D'après le message d'adixya dans le texte cité sur l'offre de location d'iPhone de la FNAC, au bout de combien de temps peut-on changer de téléphone, et à quelle condition ?

*TEXTE CITÉ*:
<<<<

Enfin ce qui est intéressant , *c'est qu'a ce prix la FNAC garantie anne , Casse , perte et Vol *(donc mieux que l'AppleCare+)   de l'iPhone sur toute la durée de la location soit 24 mois .

Je note *deux gros défauts de cette offre : 
-Engagement de 24 mois obligatoire 
-Prix pour lever l'option d'achat 
-Pas d'iPhone 128 Go 
*
*Donc voila je suis assez tenté par cette offre de la FNAC et je voulais avoir l'avis d'autres acheteurs eclairés sur la question . *


Connaissez vous un autre bon plan ? 

Cordialement ,


----------



## adixya (15 Septembre 2014)

Je crois que si tu lis les conditions générales tu verras que si l'iPhone est abimé (mais non cassé), tu auras l'obligation d'exercer l'option d'achat et donc de payer 175 euros de plus que prévu si tu avais eu l'intention de le rendre.

A contrario, tu peux changer de téléphone après un an si tu te réengages pour 24 mois.
En fait si tu adhères au fait de ne plus jamais partir de la FNAC et que tu prends super soin de ton iphone ça peut être intéressant. Tout le problème est d'éviter de payer l'option d'achat, évidemment...

>>>>

*DONNÉES RECUEILLIES*:
<<<<

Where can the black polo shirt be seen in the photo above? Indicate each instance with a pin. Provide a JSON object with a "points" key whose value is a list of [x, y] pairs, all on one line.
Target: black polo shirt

>>>>

*RÉPONSE FINALE*: Après un an, à condition de se réengager pour 24 mois.